* [What the exercise asks]:
Display every line of the records below that contains the word "jersey".

--- Supplied material ---

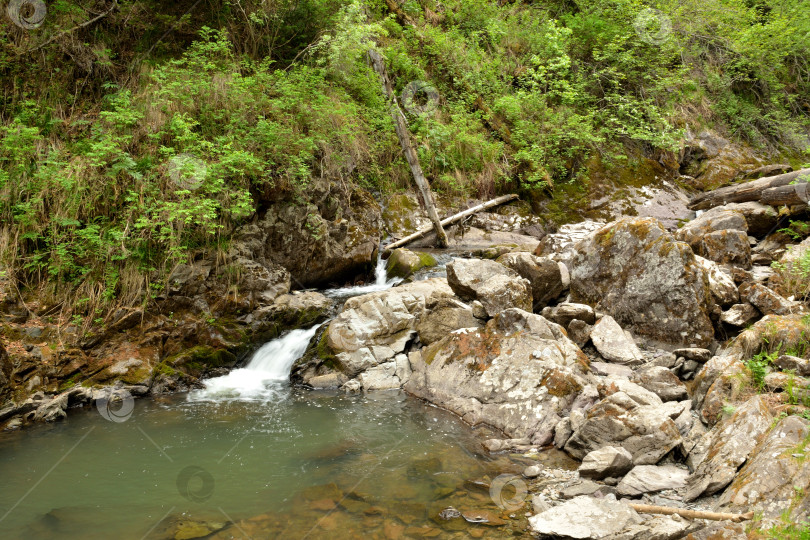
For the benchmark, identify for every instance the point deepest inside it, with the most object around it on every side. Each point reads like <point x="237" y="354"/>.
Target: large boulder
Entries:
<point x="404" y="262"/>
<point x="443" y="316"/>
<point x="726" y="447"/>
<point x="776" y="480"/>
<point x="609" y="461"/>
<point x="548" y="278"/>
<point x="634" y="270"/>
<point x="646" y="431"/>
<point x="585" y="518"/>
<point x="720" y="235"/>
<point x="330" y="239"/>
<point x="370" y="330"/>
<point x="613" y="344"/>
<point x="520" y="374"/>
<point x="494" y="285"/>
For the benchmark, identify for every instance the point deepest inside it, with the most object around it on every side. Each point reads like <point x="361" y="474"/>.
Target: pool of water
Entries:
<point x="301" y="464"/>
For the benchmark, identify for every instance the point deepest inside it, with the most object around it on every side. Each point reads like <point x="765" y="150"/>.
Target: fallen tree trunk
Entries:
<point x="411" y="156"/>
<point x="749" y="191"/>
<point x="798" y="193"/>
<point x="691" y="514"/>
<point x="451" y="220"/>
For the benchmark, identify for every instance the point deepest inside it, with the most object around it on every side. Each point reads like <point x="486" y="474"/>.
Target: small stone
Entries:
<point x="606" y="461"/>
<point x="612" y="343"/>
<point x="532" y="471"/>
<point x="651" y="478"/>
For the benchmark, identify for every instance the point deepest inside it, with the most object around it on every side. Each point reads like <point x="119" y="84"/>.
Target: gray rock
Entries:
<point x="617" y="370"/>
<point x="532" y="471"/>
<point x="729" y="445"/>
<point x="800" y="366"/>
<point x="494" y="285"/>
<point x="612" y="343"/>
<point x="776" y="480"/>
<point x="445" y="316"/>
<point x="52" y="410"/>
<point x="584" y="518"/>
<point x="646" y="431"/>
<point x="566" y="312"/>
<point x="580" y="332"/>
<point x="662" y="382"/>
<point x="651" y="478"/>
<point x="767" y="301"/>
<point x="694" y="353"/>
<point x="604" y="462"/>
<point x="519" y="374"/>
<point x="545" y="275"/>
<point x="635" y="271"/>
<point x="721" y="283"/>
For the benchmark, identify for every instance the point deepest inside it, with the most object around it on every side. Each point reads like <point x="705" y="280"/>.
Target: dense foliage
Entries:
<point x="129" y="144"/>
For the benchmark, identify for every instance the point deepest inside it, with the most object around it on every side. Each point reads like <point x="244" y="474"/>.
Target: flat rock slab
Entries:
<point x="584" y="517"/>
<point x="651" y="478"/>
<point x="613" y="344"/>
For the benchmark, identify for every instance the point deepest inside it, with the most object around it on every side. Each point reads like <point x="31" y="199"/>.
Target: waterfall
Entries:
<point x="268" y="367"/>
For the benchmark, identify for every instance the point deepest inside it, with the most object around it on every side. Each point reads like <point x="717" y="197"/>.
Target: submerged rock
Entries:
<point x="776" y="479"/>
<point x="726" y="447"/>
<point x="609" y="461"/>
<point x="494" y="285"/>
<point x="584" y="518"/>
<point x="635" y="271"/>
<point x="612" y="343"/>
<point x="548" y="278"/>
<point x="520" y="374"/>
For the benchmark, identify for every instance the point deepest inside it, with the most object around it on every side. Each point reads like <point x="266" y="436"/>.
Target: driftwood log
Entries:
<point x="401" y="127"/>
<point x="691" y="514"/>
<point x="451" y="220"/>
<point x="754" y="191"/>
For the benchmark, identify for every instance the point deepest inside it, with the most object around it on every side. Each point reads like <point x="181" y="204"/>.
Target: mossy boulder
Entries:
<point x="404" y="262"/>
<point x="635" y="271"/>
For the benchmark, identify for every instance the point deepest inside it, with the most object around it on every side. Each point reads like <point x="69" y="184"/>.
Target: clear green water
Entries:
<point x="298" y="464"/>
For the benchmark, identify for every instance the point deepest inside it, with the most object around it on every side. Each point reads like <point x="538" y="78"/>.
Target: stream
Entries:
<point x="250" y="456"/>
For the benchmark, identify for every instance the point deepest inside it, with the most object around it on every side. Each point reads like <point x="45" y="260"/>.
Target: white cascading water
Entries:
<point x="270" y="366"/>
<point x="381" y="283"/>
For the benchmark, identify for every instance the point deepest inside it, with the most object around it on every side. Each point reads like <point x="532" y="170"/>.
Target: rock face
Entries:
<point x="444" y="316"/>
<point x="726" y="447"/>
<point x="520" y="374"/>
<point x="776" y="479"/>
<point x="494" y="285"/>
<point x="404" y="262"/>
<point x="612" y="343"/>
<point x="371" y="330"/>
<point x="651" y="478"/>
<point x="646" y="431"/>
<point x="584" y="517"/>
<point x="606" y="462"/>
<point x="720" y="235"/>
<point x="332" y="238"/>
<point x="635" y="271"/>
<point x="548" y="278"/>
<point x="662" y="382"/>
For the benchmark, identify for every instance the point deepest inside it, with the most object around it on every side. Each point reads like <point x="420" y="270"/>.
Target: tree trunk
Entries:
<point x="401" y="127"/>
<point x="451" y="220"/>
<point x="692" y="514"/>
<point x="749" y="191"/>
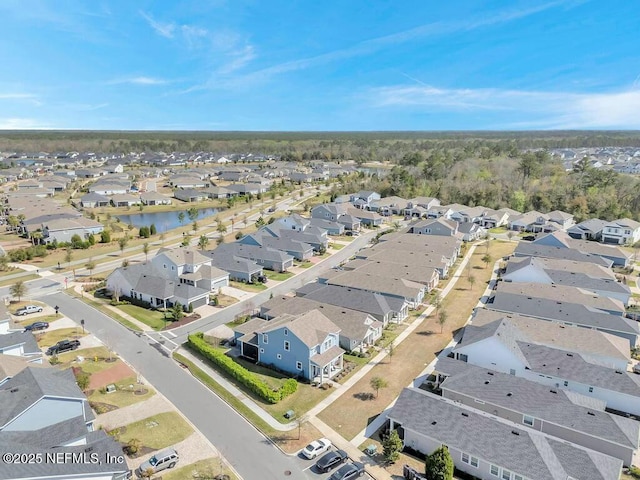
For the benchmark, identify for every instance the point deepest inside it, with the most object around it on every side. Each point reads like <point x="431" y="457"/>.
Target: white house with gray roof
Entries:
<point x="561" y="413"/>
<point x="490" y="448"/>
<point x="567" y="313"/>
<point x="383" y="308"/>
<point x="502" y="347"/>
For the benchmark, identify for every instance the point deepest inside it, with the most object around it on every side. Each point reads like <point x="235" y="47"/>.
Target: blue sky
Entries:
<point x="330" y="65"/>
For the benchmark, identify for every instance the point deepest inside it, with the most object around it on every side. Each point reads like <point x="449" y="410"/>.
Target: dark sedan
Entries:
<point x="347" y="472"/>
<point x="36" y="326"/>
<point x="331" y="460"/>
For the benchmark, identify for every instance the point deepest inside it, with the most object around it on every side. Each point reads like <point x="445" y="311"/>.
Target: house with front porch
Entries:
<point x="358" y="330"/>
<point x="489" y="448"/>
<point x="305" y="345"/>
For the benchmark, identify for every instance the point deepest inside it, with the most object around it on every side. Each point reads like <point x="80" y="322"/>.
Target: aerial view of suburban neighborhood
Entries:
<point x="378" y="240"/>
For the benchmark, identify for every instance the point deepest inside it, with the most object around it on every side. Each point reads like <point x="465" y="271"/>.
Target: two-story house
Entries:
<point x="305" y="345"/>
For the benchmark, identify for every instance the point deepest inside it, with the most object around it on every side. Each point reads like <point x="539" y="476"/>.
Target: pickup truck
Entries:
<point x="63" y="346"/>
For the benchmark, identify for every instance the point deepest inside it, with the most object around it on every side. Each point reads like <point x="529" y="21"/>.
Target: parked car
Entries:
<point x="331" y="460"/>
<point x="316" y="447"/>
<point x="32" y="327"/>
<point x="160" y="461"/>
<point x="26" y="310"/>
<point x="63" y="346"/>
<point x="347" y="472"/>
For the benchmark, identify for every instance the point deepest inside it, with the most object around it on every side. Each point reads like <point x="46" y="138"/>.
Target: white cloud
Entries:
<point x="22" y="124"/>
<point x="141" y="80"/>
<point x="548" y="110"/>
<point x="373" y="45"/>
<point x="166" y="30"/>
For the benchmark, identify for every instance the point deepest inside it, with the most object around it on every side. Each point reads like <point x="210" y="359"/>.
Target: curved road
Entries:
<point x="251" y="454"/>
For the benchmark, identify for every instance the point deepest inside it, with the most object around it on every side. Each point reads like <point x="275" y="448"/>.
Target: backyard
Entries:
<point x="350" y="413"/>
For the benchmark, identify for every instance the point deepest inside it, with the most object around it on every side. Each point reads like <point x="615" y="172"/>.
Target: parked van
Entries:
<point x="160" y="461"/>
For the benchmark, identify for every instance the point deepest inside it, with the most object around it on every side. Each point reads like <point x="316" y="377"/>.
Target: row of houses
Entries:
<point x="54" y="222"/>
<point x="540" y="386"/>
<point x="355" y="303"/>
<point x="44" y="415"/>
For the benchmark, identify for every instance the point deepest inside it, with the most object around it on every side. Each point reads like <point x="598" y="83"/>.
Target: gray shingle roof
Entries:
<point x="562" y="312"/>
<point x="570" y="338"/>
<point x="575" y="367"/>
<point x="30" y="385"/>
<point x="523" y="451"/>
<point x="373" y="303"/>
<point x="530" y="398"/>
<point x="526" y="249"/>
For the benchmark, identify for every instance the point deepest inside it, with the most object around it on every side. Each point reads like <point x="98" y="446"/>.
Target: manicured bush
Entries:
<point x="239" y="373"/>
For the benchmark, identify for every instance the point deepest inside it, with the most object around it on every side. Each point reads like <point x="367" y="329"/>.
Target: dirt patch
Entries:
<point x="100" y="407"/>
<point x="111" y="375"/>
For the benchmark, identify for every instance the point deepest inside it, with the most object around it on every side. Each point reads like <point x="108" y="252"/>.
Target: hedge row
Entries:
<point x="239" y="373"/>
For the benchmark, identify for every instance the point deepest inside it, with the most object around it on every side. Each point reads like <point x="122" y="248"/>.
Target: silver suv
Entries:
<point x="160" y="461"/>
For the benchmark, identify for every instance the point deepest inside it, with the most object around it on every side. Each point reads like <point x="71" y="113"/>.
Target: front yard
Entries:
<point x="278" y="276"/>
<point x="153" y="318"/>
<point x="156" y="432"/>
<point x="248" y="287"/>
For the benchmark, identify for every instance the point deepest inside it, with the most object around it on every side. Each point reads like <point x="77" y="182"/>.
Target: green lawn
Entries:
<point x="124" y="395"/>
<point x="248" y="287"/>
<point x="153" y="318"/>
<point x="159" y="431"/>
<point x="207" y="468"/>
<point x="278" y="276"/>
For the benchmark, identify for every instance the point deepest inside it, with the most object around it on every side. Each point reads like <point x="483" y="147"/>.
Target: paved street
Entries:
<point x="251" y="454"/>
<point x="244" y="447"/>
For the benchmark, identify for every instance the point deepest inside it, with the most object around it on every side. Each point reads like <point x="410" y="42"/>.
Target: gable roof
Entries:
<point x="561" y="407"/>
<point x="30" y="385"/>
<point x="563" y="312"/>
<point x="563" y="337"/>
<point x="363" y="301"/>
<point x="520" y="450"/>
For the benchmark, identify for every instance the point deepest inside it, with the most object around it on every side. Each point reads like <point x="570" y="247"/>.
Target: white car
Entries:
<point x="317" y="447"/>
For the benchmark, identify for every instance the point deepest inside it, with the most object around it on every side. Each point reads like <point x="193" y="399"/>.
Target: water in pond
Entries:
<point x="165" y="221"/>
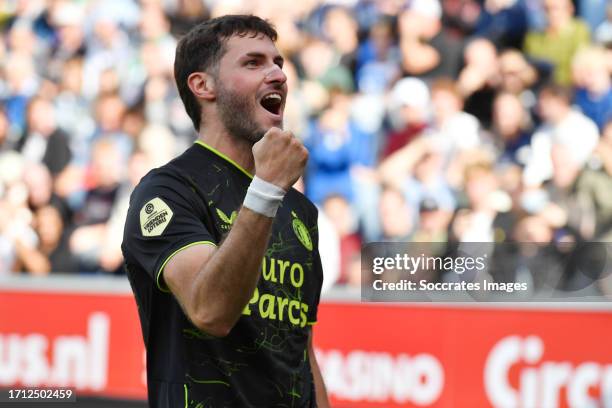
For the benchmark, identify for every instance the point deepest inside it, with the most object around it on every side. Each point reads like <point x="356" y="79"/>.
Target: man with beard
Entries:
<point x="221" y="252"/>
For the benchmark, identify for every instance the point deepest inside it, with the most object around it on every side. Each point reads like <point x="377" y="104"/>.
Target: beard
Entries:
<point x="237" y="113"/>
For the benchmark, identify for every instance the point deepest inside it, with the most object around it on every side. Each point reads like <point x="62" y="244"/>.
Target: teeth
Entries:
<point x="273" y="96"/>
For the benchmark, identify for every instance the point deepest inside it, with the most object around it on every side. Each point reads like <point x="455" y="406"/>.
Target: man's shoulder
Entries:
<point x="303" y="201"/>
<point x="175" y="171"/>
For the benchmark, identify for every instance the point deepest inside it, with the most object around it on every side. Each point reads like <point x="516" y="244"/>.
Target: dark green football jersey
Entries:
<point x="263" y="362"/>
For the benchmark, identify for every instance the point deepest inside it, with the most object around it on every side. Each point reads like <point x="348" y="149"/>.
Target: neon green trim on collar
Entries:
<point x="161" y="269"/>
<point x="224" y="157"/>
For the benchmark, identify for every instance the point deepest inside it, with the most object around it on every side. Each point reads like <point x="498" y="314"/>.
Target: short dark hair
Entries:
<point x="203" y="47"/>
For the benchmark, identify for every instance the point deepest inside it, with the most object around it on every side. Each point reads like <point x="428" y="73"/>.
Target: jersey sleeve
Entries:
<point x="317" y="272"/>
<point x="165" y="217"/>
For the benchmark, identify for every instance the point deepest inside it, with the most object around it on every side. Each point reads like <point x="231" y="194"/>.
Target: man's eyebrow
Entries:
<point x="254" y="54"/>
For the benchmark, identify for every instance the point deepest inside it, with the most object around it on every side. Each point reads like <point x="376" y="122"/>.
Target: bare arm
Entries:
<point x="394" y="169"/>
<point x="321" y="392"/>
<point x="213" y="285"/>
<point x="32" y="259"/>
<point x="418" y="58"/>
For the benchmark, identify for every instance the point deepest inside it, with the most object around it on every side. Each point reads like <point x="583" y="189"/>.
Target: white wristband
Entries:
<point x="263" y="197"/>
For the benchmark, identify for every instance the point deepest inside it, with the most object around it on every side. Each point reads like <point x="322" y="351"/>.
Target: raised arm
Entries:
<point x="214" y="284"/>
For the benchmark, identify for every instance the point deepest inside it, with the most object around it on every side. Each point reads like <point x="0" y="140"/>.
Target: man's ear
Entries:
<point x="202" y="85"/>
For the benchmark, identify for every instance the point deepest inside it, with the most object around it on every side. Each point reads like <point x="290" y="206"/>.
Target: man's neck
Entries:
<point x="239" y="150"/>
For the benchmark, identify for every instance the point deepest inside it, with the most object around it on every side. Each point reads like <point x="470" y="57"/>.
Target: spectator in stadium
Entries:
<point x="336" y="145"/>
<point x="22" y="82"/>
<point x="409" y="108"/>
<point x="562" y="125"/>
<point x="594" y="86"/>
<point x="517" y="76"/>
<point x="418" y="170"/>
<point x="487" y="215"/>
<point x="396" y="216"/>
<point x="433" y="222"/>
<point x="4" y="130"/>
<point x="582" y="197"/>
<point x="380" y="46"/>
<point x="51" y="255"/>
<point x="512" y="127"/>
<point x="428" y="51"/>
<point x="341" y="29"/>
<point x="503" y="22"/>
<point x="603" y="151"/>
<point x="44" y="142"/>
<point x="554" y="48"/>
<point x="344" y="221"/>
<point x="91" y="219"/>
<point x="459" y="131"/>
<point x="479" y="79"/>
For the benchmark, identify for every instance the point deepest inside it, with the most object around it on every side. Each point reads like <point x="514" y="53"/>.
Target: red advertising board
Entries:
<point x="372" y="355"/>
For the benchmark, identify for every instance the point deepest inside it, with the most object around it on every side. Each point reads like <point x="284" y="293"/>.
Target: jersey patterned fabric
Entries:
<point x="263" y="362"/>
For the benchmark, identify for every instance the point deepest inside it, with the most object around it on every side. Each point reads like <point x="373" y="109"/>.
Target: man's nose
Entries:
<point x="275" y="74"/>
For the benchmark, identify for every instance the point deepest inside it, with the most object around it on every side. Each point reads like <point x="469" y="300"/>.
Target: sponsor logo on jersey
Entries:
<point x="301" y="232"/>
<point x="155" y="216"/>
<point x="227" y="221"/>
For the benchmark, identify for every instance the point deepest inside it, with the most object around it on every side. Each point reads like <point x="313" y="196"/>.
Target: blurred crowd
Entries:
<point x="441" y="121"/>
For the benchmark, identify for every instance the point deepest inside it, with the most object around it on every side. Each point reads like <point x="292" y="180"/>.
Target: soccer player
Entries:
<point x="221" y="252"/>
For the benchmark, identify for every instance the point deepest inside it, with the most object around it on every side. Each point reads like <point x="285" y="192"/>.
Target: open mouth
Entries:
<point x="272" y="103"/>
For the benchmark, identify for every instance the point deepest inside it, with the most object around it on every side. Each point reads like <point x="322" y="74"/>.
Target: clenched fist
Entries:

---

* [Output for this exercise]:
Target: dark green football jersey
Target: jersey sleeve
Target: jersey patterned fabric
Target: sponsor logo on jersey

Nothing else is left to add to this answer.